Fragmento del documento ▸
Existe una disciplina dentro de la ciencia económica que debería haber contribuido decisivamente a dirimir las discrepancias entre monetaristas y keynesianos. Nos referimos a la Econometría: se trata de una parte de la Estadística que permite medir (estimar) funciones. Así, por ejemplo, si una escuela de pensamiento sostiene que una determinada función  se caracteriza por un coeficiente negativo, mientras que otra sostiene que ese mismo coeficiente es positivo, bastaría con estimar los valores concretos de los coeficientes  para dar la razón a una u otra escuela. Por desgracia, y a pesar de su gran  utilidad, la Econometría ha servido más bien para refutar teorías que para confirmarlas. El trabajo de Desai (1984), por ejemplo, resulta francamente esclarecedor sobre la ausencia de confirmación econométrica de las teorías monetaristas.

3.- A Modo de Conclusión.

En medio del fragor de la batalla entre monetaristas y keynesianos, la formación del economista tiene que salir adelante. Y eso se consigue mediante la conformación de un binomio excluyente: consenso en el plano microeconómico y discrepancia en lo macroeconómico. Las teorías keynesianas y monetaristas se ofrecen en la formación del economista como las dos caras posibles de una misma moneda: no el anverso y el reverso, sino el lado izquierdo y el lado derecho. Así, en los manuales de Teoría Económica, los autores ofrecen, para cada problema planteado (Consumo, Inversión, Desempleo, Inflación, Déficit Público…) la explicación keynesiana y la explicación monetarista, así como una suerte de síntesis  así llamada “Síntesis Neoclásica”: una buena colección de medias verdades siempre es más satisfactoria que un manual con las páginas en blanco. Con ese proceder se consigue dar una visión de conjunto que excluye todas las lagunas de la microeconomía pero que excluye también la difusión de la economía marxista: cualquier estudiante (de izquierdas o de derechas) puede encontrarse medianamente cómodo manejando un texto así, en el que puede encontrar tanto una visión intervencionista y crítica del sistema capitalista (Keynes) como una visión complaciente con el mercado (Friedman). Por supuesto bloqueando la difusión de teorías incómodas como las de Karl Marx. Para cualquier estudiante escasamente crítico esto es más que suficiente para culminar sus estudios con la sensación de haber recibido una formación completa, a modo de placebo que no sana pero que anula las ansias de curación del paciente.

Datos registrados ▸

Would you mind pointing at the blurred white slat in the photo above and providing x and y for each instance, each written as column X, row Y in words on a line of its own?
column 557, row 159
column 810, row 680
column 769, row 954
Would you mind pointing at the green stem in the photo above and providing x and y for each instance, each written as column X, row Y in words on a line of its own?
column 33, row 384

* * *

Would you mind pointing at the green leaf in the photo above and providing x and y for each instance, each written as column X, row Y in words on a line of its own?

...

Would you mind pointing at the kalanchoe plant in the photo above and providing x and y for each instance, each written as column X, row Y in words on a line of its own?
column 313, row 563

Tareas por realizar ▸
1. Copia del fragmento sobre monetaristas y keynesianos el pasaje que comienza en las palabras "Existe una disciplina" y termina tras las palabras "las teorías monetaristas.".
2. Responde estas preguntas a partir del fragmento sobre monetaristas y keynesianos:
(a) ¿Qué disciplina se describe como una parte de la Estadística que permite medir funciones?
(b) ¿Qué nombre recibe la síntesis que ofrecen los manuales de Teoría Económica?
(c) ¿Qué autor representa la visión intervencionista y crítica del sistema capitalista, y cuál la visión complaciente con el mercado?
Las filas no tienen relación con el fragmento.

Sección de respuestas ▸
1.
Existe una disciplina dentro de la ciencia económica que debería haber contribuido decisivamente a dirimir las discrepancias entre monetaristas y keynesianos. Nos referimos a la Econometría: se trata de una parte de la Estadística que permite medir (estimar) funciones. Así, por ejemplo, si una escuela de pensamiento sostiene que una determinada función  se caracteriza por un coeficiente negativo, mientras que otra sostiene que ese mismo coeficiente es positivo, bastaría con estimar los valores concretos de los coeficientes  para dar la razón a una u otra escuela. Por desgracia, y a pesar de su gran  utilidad, la Econometría ha servido más bien para refutar teorías que para confirmarlas. El trabajo de Desai (1984), por ejemplo, resulta francamente esclarecedor sobre la ausencia de confirmación econométrica de las teorías monetaristas.

2.
(a) La Econometría.
(b) Se llama "Síntesis Neoclásica".
(c) Keynes representa la visión intervencionista y crítica, y Friedman la visión complaciente con el mercado.